_TASK:_
Copy out the entries exactly, and wherever a picture appears, leave it out.

[Start of Attachment]

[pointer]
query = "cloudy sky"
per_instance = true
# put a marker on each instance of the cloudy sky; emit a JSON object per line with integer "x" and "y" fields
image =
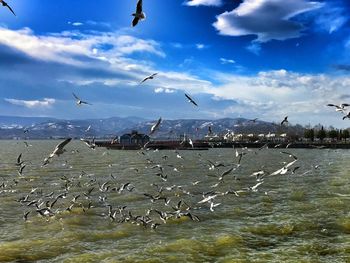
{"x": 251, "y": 58}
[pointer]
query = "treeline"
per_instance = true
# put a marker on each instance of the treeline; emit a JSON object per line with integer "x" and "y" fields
{"x": 322, "y": 134}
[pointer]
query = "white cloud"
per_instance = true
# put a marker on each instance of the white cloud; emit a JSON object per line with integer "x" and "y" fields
{"x": 161, "y": 90}
{"x": 76, "y": 23}
{"x": 31, "y": 104}
{"x": 67, "y": 47}
{"x": 201, "y": 46}
{"x": 204, "y": 2}
{"x": 331, "y": 17}
{"x": 267, "y": 19}
{"x": 270, "y": 95}
{"x": 227, "y": 61}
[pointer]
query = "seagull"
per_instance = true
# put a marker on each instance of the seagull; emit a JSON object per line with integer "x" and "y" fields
{"x": 149, "y": 77}
{"x": 79, "y": 101}
{"x": 285, "y": 120}
{"x": 155, "y": 126}
{"x": 191, "y": 100}
{"x": 284, "y": 169}
{"x": 190, "y": 142}
{"x": 340, "y": 107}
{"x": 19, "y": 162}
{"x": 6, "y": 5}
{"x": 88, "y": 128}
{"x": 290, "y": 155}
{"x": 59, "y": 149}
{"x": 139, "y": 15}
{"x": 347, "y": 116}
{"x": 91, "y": 144}
{"x": 253, "y": 120}
{"x": 20, "y": 170}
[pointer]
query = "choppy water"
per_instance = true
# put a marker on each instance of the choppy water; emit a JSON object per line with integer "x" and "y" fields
{"x": 301, "y": 217}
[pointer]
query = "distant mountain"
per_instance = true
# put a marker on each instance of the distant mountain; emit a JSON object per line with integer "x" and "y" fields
{"x": 44, "y": 128}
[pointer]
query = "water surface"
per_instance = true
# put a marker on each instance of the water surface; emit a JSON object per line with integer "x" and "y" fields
{"x": 301, "y": 217}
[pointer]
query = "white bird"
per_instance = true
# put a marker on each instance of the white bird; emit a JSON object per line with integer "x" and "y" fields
{"x": 79, "y": 101}
{"x": 212, "y": 206}
{"x": 149, "y": 77}
{"x": 155, "y": 126}
{"x": 284, "y": 169}
{"x": 6, "y": 5}
{"x": 347, "y": 116}
{"x": 59, "y": 149}
{"x": 285, "y": 120}
{"x": 255, "y": 187}
{"x": 341, "y": 107}
{"x": 190, "y": 142}
{"x": 191, "y": 100}
{"x": 207, "y": 199}
{"x": 139, "y": 14}
{"x": 90, "y": 144}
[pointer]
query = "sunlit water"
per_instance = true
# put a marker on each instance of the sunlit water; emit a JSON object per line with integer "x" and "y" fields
{"x": 301, "y": 217}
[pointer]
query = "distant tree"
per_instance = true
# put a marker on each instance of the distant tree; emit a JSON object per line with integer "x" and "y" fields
{"x": 309, "y": 134}
{"x": 346, "y": 135}
{"x": 333, "y": 134}
{"x": 321, "y": 134}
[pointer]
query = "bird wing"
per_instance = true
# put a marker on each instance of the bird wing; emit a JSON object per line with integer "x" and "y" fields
{"x": 75, "y": 96}
{"x": 135, "y": 21}
{"x": 9, "y": 7}
{"x": 19, "y": 158}
{"x": 62, "y": 144}
{"x": 139, "y": 7}
{"x": 191, "y": 100}
{"x": 85, "y": 102}
{"x": 145, "y": 79}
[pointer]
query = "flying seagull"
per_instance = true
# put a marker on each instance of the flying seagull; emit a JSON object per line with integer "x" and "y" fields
{"x": 191, "y": 100}
{"x": 6, "y": 5}
{"x": 59, "y": 149}
{"x": 139, "y": 15}
{"x": 253, "y": 120}
{"x": 285, "y": 120}
{"x": 155, "y": 126}
{"x": 340, "y": 107}
{"x": 149, "y": 77}
{"x": 79, "y": 101}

[End of Attachment]

_EXERCISE RESPONSE:_
[pointer]
query = "cloudy sky"
per_instance = true
# put a marker on each instance of the cloudy sky; emit a JSON object per line with integer "x" and "y" fields
image =
{"x": 251, "y": 58}
[pointer]
query = "treeline"
per_instance = true
# put a marker on each instance of the treeline; emit a JSON object per line with integer "x" and "y" fields
{"x": 322, "y": 134}
[pointer]
query = "white cloud"
per_instance = true
# put a marker on each instance of the white cloud; emit a JSON object per line with integer "x" and "y" fields
{"x": 161, "y": 90}
{"x": 76, "y": 23}
{"x": 31, "y": 104}
{"x": 67, "y": 47}
{"x": 201, "y": 46}
{"x": 204, "y": 2}
{"x": 331, "y": 17}
{"x": 267, "y": 19}
{"x": 270, "y": 95}
{"x": 227, "y": 61}
[pointer]
query = "seagull"
per_instance = true
# put a marker on each instance of the seagull; emit a JSON object per line with integer "x" and "y" fields
{"x": 149, "y": 77}
{"x": 79, "y": 101}
{"x": 285, "y": 120}
{"x": 155, "y": 126}
{"x": 191, "y": 100}
{"x": 284, "y": 169}
{"x": 190, "y": 142}
{"x": 340, "y": 107}
{"x": 19, "y": 162}
{"x": 6, "y": 5}
{"x": 88, "y": 128}
{"x": 290, "y": 155}
{"x": 59, "y": 149}
{"x": 139, "y": 15}
{"x": 347, "y": 116}
{"x": 91, "y": 144}
{"x": 253, "y": 120}
{"x": 20, "y": 170}
[pointer]
query = "choppy water"
per_instance = true
# put a marker on each instance of the choppy water; emit a JSON object per line with integer "x" and "y" fields
{"x": 301, "y": 217}
[pointer]
query = "distant mountain"
per_instance = true
# put a marker on each instance of the distant mountain; emit a JSON object per line with integer "x" and "y" fields
{"x": 44, "y": 128}
[pointer]
query = "water surface"
per_instance = true
# put a marker on each instance of the water surface; emit a JSON object per line with integer "x" and "y" fields
{"x": 301, "y": 217}
[pointer]
query = "white bird"
per_instance = true
# put a marker on each instance of the white bird; emit a JSON object per line with integer "x" and "y" fields
{"x": 79, "y": 101}
{"x": 212, "y": 206}
{"x": 149, "y": 77}
{"x": 155, "y": 126}
{"x": 284, "y": 169}
{"x": 6, "y": 5}
{"x": 347, "y": 116}
{"x": 59, "y": 149}
{"x": 285, "y": 120}
{"x": 255, "y": 187}
{"x": 341, "y": 107}
{"x": 190, "y": 142}
{"x": 191, "y": 100}
{"x": 207, "y": 199}
{"x": 139, "y": 14}
{"x": 90, "y": 144}
[pointer]
query = "sunlit water"
per_instance = true
# put a marker on each instance of the sunlit water; emit a JSON object per line with integer "x" and "y" fields
{"x": 301, "y": 217}
[pointer]
query = "distant tree"
per_instance = true
# put a marker on each instance of the distant tree; emit a JSON object per line with integer "x" and "y" fields
{"x": 309, "y": 134}
{"x": 346, "y": 135}
{"x": 333, "y": 134}
{"x": 321, "y": 134}
[pointer]
query = "bird wing"
per_instance = true
# put a marker on each instance of the bird wing; emit a JSON object per line with integer "x" and "y" fields
{"x": 75, "y": 96}
{"x": 135, "y": 21}
{"x": 9, "y": 7}
{"x": 19, "y": 158}
{"x": 62, "y": 144}
{"x": 139, "y": 7}
{"x": 191, "y": 100}
{"x": 85, "y": 102}
{"x": 145, "y": 79}
[pointer]
query = "flying seagull"
per_instance = true
# put a marker on each instance of the flying seagull; emit a JSON object per line with integer "x" and "y" fields
{"x": 191, "y": 100}
{"x": 6, "y": 5}
{"x": 59, "y": 149}
{"x": 139, "y": 15}
{"x": 253, "y": 120}
{"x": 285, "y": 120}
{"x": 155, "y": 126}
{"x": 340, "y": 107}
{"x": 149, "y": 77}
{"x": 79, "y": 101}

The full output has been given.